[Task directions] Repeat the lines of the listing below exactly, starting at the line that contains "wooden steps, returning" and running through the last line, both included, and only those.

[Stored entries]
* BEGIN *

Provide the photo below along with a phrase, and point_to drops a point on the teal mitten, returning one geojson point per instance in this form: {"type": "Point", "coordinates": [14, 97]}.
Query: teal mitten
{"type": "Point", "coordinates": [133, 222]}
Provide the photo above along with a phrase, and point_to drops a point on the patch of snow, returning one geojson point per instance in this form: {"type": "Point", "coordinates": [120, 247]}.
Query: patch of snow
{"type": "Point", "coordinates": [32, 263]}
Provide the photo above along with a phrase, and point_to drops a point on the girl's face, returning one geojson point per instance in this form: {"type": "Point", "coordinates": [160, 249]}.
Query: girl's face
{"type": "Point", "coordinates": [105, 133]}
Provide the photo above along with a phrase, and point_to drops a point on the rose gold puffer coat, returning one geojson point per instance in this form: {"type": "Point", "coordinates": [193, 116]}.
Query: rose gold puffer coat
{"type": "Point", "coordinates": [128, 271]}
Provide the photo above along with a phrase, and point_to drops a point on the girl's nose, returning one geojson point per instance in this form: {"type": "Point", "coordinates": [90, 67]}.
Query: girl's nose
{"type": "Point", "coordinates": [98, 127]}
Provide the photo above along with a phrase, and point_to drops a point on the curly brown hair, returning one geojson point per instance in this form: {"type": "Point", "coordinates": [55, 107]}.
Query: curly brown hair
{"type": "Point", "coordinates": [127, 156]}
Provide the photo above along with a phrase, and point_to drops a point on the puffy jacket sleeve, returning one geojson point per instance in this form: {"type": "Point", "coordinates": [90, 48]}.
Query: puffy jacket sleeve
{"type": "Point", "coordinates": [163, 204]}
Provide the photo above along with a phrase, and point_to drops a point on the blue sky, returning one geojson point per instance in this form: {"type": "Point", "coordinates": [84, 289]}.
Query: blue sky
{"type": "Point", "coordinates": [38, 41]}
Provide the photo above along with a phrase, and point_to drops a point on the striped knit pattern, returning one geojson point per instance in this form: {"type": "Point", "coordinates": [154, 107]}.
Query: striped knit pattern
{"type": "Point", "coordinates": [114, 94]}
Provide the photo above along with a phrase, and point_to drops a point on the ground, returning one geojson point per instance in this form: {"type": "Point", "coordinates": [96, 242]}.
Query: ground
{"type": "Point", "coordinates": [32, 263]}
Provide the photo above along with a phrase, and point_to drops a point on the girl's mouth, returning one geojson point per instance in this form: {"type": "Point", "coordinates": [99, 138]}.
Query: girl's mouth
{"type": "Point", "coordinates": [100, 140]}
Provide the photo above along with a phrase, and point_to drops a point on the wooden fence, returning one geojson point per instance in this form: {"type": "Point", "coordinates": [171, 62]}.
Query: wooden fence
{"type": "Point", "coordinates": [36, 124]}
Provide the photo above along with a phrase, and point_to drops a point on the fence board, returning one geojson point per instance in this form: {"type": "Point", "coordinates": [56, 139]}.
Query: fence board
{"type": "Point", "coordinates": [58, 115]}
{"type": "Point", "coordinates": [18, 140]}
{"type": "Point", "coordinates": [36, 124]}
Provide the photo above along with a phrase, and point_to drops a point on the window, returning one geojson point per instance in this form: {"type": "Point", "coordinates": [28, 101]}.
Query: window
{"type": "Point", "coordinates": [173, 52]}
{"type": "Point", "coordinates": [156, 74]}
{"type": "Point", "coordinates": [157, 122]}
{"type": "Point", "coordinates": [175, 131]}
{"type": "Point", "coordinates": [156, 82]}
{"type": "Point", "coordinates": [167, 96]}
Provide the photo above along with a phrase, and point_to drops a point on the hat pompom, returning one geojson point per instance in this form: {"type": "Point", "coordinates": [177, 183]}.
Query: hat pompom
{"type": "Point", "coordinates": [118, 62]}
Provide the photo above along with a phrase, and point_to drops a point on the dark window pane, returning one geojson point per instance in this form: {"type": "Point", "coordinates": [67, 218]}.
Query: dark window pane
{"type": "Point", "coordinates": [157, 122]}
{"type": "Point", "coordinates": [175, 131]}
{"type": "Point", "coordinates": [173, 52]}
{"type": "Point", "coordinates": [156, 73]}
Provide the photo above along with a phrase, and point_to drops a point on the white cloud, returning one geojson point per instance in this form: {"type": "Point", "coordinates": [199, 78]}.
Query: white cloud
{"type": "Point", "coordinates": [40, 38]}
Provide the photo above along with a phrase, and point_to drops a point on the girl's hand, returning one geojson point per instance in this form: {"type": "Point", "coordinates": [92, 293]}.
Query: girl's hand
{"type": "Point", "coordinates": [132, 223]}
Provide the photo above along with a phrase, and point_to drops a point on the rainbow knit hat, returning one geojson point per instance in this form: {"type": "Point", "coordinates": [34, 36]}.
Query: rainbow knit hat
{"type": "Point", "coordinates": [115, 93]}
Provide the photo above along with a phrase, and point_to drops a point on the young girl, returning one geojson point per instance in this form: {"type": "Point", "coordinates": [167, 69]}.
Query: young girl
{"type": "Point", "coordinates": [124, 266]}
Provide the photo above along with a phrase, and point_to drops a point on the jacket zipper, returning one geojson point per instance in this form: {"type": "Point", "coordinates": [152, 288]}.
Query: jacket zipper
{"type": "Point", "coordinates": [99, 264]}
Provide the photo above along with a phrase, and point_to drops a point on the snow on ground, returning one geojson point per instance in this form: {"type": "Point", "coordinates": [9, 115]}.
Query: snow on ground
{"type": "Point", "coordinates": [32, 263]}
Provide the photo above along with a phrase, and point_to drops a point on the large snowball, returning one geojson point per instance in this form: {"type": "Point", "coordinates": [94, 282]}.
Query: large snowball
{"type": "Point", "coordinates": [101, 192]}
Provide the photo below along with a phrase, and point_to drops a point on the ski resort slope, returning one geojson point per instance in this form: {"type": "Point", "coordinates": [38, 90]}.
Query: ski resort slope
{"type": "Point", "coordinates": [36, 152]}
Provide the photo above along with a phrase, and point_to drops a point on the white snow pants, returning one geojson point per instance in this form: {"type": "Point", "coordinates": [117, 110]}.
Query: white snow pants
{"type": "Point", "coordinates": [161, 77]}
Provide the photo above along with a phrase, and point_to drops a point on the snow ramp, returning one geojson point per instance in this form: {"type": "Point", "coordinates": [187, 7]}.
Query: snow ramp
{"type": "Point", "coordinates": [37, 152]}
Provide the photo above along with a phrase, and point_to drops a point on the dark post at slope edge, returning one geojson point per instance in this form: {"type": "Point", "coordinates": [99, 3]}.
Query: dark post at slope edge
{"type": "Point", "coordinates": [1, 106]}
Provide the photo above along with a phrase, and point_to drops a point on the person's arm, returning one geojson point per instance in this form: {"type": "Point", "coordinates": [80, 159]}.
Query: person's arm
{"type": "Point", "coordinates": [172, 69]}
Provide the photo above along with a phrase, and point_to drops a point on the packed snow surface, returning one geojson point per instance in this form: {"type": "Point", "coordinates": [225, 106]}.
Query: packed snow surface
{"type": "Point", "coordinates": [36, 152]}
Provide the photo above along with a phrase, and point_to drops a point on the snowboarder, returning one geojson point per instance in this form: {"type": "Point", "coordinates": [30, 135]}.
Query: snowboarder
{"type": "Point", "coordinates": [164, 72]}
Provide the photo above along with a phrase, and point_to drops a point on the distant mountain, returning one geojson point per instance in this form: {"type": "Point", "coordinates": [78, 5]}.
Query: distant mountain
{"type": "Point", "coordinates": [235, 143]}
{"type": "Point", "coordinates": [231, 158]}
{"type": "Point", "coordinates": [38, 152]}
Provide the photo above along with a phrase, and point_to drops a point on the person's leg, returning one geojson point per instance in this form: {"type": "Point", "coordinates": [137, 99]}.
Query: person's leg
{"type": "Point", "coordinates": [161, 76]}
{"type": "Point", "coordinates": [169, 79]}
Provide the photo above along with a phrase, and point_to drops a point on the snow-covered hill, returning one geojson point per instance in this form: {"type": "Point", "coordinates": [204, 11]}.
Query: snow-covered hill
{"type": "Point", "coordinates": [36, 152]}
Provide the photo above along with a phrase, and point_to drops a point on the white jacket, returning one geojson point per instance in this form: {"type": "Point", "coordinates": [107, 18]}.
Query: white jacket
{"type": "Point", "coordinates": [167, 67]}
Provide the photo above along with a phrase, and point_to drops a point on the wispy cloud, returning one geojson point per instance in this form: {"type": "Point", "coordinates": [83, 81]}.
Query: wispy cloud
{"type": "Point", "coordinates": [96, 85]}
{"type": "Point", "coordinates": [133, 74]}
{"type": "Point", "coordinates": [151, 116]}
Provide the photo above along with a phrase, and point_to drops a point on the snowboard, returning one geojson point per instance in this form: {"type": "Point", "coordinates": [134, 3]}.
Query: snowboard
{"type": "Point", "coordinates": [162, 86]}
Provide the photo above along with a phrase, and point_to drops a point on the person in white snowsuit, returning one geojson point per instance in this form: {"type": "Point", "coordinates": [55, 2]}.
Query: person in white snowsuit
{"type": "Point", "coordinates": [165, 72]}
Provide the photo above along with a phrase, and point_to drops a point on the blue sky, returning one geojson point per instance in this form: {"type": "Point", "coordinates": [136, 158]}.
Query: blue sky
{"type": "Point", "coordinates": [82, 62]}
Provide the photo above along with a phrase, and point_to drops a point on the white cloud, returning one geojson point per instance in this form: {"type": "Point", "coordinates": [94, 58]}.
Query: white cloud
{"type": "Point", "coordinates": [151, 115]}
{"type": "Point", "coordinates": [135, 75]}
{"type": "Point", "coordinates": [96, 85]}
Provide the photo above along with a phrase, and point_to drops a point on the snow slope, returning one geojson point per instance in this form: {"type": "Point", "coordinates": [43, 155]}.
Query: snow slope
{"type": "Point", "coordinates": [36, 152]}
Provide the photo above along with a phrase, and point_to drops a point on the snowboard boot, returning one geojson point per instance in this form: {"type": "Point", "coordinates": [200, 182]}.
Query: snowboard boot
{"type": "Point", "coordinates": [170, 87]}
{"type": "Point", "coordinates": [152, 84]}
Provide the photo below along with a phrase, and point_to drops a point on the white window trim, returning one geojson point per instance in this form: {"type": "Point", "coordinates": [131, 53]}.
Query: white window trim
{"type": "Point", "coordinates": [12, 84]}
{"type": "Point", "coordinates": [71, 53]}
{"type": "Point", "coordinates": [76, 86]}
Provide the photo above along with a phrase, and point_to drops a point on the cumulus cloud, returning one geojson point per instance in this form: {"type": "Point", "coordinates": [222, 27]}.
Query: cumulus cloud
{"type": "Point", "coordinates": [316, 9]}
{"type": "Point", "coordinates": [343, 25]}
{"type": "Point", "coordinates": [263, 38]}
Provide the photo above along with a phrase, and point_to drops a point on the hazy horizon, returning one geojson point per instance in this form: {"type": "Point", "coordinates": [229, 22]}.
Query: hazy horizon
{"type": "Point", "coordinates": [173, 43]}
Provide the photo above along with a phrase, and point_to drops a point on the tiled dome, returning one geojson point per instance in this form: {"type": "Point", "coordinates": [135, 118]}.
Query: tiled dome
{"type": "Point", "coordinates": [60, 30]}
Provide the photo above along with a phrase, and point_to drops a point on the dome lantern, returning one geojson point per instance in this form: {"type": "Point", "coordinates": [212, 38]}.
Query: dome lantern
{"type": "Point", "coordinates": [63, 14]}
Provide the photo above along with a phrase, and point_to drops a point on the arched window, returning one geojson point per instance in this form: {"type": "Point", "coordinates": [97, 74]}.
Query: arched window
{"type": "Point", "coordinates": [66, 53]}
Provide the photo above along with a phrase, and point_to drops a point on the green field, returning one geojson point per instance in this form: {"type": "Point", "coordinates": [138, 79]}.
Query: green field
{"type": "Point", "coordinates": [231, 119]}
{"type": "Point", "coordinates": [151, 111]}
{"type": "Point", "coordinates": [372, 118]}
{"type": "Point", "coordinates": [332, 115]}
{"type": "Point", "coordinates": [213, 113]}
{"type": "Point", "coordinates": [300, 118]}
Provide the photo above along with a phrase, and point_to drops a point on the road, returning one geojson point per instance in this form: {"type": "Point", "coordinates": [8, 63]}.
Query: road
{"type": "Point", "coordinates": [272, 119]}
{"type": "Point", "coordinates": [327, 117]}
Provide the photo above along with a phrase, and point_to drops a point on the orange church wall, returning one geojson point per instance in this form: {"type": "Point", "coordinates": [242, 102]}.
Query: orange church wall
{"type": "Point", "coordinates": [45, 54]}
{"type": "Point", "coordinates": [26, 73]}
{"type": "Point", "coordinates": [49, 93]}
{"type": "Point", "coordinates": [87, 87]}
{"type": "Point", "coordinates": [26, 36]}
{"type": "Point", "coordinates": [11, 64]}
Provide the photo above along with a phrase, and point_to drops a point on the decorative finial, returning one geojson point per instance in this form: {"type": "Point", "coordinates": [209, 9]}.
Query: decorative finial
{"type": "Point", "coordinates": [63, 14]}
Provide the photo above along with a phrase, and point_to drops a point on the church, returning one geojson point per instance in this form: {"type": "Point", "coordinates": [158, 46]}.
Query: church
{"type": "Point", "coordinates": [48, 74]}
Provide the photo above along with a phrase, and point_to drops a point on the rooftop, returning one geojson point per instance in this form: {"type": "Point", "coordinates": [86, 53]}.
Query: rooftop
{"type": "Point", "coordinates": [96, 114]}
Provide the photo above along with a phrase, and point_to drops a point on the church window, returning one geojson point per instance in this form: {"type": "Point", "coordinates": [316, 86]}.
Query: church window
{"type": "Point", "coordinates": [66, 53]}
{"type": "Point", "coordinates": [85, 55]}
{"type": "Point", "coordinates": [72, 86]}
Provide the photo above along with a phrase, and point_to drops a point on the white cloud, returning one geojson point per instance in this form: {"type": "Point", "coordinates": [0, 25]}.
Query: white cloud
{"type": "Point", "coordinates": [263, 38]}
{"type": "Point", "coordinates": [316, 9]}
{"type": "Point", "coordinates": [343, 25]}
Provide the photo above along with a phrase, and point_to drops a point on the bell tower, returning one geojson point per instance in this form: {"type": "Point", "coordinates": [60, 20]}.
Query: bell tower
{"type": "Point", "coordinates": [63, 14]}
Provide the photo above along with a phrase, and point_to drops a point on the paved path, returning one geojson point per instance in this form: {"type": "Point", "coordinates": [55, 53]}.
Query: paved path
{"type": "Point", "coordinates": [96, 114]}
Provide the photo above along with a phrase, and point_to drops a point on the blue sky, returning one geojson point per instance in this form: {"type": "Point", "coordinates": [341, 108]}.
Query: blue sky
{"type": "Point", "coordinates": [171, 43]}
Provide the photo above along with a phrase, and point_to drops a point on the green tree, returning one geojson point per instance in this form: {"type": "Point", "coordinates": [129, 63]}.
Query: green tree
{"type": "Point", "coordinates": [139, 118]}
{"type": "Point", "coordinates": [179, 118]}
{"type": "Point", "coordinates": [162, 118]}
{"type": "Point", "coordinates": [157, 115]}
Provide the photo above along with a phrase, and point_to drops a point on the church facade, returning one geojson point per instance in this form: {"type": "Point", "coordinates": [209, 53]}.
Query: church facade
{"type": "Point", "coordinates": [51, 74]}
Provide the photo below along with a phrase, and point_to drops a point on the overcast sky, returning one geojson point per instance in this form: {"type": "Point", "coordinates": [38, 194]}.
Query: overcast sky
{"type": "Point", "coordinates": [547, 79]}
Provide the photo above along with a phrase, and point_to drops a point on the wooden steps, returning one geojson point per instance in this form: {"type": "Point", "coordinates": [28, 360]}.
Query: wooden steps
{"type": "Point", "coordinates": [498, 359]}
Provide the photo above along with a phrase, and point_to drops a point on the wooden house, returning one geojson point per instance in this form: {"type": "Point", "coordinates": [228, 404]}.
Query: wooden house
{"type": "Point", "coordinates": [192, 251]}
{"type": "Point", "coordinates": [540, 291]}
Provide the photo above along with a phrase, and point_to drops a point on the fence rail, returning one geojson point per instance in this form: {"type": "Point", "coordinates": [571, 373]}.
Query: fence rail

* END *

[Problem solution]
Provide the photo above along with a phrase, and point_to drops a point on the wooden steps, returning one geojson point per instance in this form: {"type": "Point", "coordinates": [28, 360]}.
Query: wooden steps
{"type": "Point", "coordinates": [498, 359]}
Provide the photo above along with a phrase, and point_to drops a point on the wooden house, returning one geojson point per instance in this form: {"type": "Point", "coordinates": [228, 404]}.
Query: wooden house
{"type": "Point", "coordinates": [192, 251]}
{"type": "Point", "coordinates": [540, 291]}
Provide the photo above along with a phrase, and point_to drops a point on the fence rail, returning one geojson point per instance in this form: {"type": "Point", "coordinates": [571, 373]}.
Query: fence rail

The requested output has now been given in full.